### DOCUMENT TEXT:
Given the above definition, anthropic decision theory (ADT) can be simply stated as:

Anthropic Decision Theory (ADT): An agent should first find all the decisions linked with their own. Then they should maximise expected utility, acting as if they simultaneously controlled the outcomes of all linked decisions, and using the objective (non-anthropic) probabilities of the various worlds.

ADT is similar to SSA in that it makes use of reference classes. However, SSA needs to have the reference class information established separately before it can calculate probabilities, and different reference classes give very different results. In contrast, the reference class for ADT is part of the definition. It is not the class of identical or similar agents; instead, it is the class of linked decisions which (by definition) is the class of decisions that the agent can prove are linked. Hence the whole procedure is perfectly deterministic, and known for a given agent.

It can be seen that ADT obeys all the axioms in the Sleeping Beauty problems, so must reach the same conclusions as there.

Linking non-identical agents

Now, module M is enough when the agents/​algorithms are strictly identical, but fails when they differ slightly. For instance, imagine a variant of the selfless Sleeping Beauty problem where the two agents aren’t exactly identical in tails world. The first agent has the same utility as before, while the second agent has some personal displeasure in engaging in trade—if she buys the coupon, she will suffer a single -£0.05 penalty for doing so.

Then if the coupon is priced at £0.60, something quite interesting happens. If the agents do not believe they are linked, they will refuse the offer: their expected returns are 0.5(-0.6 + (1-0.6)) = −0.1 and −0.1-0.05=-0.15 respectively. If however they believe their decisions are linked, they will calculate the expected return from buying the coupon as 0.5 (-0.60 + 2(1-0.60)) = 0.1 and 0.1-0.05 = 0.05 respectively. Since these are positive, they will buy the coupon: meaning their assumption that they were linked was actually correct!

If the coupon is priced at £0.66, things change. If the two agents assume their decisions are linked, then they will calculate their expected return from buying the coupon as 0.5(-0.66 + 2(1-0.66))= 0.01 and 0.01-0.05=-0.04 respectively. The first agent will buy, and the second will not—they were wrong to assume they were linked

A more general module that gives this kind of behaviour is:

Module N: Let H be the hypothesis that the decision of A (‘myself’) and those of algorithm B are linked. I will then compute what each of us will decide if we were both to accept H. If our ultimate decisions are indeed the same, and if the other agent also has a module N, then I will accept H.

The module N gives correct behaviour. It only triggers if the agents can prove that accepting H will ensure that H is true—and then N makes them accept H, hence making H true.

For the coupon priced at £0.60, it will correctly tell them they are linked, and they will both buy it. For the coupon priced at £0.66, it will not trigger, and both will refuse to buy it—though they reach the same decision, they will not have done so if they had assumed they were linked. For a coupon priced above £2/​3, module N will correctly tell them are linked again, and they will both refuse to buy it.

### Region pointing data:
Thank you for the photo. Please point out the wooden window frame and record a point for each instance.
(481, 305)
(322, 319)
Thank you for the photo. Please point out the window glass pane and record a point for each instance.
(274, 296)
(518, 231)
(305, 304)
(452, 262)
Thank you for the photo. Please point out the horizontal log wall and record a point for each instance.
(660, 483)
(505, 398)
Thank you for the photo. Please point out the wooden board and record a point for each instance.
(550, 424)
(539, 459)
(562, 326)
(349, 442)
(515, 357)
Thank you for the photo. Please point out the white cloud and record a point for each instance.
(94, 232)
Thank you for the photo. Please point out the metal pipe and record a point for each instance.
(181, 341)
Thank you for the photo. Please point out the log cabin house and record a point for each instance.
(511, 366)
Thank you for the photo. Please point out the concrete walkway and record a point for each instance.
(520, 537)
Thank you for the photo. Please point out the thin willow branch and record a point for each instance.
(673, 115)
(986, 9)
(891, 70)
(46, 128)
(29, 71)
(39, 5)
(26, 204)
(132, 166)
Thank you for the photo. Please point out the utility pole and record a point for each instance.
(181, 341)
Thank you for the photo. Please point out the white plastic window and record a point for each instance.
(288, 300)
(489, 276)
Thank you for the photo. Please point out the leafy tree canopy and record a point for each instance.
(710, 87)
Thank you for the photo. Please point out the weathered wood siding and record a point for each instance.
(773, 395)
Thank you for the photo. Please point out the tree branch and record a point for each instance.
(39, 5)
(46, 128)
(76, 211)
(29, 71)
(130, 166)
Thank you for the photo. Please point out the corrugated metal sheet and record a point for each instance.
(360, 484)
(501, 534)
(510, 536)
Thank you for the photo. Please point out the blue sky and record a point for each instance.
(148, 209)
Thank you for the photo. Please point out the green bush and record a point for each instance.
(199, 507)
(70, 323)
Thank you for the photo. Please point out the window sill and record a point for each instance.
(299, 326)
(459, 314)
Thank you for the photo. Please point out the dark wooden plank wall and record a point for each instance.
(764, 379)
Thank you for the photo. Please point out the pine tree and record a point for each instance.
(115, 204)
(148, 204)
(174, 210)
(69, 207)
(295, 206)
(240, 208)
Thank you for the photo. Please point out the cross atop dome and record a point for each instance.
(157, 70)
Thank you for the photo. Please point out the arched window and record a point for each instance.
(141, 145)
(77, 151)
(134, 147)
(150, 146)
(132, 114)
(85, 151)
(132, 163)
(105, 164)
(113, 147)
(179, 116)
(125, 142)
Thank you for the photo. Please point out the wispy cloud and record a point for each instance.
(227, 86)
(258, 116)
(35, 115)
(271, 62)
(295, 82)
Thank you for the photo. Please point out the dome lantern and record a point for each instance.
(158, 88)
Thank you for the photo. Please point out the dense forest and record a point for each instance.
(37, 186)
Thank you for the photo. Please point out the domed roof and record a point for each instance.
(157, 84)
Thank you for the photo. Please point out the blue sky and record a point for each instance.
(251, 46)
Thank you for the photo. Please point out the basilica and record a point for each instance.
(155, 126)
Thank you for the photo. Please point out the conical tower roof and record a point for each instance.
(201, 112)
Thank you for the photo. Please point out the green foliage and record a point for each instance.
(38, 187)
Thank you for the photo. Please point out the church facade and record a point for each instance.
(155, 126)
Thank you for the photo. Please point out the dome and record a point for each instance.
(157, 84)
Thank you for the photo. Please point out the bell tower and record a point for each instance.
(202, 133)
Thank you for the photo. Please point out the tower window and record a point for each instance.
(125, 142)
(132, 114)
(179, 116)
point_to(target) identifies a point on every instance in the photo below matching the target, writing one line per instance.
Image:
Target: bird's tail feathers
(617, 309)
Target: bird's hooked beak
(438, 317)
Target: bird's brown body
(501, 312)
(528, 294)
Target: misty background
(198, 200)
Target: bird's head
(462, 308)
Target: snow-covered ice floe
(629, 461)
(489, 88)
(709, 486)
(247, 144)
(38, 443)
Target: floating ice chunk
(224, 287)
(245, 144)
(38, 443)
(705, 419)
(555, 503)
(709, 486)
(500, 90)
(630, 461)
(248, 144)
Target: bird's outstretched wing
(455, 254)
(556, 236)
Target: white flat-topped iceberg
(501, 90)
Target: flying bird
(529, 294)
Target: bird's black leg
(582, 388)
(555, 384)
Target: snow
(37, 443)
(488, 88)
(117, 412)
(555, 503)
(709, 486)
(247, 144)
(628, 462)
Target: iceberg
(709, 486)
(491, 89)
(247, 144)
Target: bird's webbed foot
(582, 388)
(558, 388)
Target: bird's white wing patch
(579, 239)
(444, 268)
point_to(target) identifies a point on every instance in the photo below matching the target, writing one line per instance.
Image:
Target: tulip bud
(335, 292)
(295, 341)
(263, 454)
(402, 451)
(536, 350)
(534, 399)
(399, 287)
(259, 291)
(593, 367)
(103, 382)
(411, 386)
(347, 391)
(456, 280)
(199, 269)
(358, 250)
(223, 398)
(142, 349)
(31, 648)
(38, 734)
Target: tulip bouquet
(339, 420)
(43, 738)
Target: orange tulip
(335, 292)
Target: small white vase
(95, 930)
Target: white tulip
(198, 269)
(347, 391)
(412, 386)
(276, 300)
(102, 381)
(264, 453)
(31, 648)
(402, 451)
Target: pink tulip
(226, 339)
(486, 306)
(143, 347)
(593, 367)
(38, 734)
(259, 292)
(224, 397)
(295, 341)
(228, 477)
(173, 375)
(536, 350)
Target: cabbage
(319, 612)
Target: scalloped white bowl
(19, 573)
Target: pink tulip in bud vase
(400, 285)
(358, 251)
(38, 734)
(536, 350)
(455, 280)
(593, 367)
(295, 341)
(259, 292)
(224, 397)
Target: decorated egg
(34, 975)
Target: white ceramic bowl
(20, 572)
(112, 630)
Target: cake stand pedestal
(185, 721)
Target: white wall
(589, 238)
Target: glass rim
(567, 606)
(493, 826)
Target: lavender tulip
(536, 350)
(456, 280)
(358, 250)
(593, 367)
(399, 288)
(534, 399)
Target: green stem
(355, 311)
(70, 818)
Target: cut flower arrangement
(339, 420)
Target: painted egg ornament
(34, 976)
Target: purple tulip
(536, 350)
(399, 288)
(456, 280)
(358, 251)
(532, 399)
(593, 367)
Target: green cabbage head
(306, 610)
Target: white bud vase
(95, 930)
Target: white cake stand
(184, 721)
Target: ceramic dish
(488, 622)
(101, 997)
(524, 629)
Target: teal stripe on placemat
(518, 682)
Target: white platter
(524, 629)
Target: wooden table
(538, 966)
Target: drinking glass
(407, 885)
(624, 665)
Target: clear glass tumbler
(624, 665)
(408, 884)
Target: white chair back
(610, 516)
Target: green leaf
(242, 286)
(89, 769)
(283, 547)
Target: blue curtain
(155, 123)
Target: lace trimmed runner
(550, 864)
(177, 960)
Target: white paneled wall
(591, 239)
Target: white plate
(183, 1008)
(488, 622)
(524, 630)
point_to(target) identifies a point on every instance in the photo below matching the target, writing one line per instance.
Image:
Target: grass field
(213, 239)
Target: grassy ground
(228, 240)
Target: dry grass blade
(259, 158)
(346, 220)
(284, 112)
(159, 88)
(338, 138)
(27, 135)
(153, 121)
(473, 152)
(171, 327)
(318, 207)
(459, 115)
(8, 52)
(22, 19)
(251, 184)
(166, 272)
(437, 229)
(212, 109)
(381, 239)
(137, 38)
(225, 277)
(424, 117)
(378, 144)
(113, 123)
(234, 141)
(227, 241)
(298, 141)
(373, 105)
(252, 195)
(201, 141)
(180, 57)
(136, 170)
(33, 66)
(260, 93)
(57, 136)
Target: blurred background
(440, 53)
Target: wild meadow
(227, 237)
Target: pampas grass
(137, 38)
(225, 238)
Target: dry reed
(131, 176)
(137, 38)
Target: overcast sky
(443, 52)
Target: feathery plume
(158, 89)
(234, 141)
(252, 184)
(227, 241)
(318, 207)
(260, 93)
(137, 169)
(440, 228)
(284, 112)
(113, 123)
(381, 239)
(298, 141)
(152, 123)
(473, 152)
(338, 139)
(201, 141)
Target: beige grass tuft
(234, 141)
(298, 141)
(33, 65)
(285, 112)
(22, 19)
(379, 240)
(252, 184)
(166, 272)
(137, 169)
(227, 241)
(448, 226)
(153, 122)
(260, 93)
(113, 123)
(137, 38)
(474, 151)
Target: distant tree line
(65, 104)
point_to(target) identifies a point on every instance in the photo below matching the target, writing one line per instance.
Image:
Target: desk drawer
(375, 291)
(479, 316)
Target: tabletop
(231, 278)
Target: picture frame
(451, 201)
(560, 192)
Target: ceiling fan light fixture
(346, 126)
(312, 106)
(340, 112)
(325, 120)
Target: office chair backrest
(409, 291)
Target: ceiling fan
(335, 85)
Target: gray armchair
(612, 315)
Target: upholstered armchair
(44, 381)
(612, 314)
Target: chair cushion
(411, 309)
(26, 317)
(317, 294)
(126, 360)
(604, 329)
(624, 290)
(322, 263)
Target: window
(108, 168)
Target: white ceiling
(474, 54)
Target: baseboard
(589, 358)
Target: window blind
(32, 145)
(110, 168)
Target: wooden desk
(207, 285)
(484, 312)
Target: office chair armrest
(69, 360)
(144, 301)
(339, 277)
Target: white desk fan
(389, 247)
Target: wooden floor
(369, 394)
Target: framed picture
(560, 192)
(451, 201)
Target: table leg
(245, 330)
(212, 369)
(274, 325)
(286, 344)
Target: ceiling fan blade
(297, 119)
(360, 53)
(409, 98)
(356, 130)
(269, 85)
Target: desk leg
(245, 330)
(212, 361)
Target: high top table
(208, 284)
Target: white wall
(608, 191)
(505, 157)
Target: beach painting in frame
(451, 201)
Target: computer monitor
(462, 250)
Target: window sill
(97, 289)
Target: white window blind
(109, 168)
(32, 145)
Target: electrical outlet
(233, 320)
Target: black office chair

### EXERCISE OBJECTIVE:
In the anthropic decision theory text above, print everything from "A more general" down to "making H true." word for word.

### COMPLETED TASK:
A more general module that gives this kind of behaviour is:

Module N: Let H be the hypothesis that the decision of A (‘myself’) and those of algorithm B are linked. I will then compute what each of us will decide if we were both to accept H. If our ultimate decisions are indeed the same, and if the other agent also has a module N, then I will accept H.

The module N gives correct behaviour. It only triggers if the agents can prove that accepting H will ensure that H is true—and then N makes them accept H, hence making H true.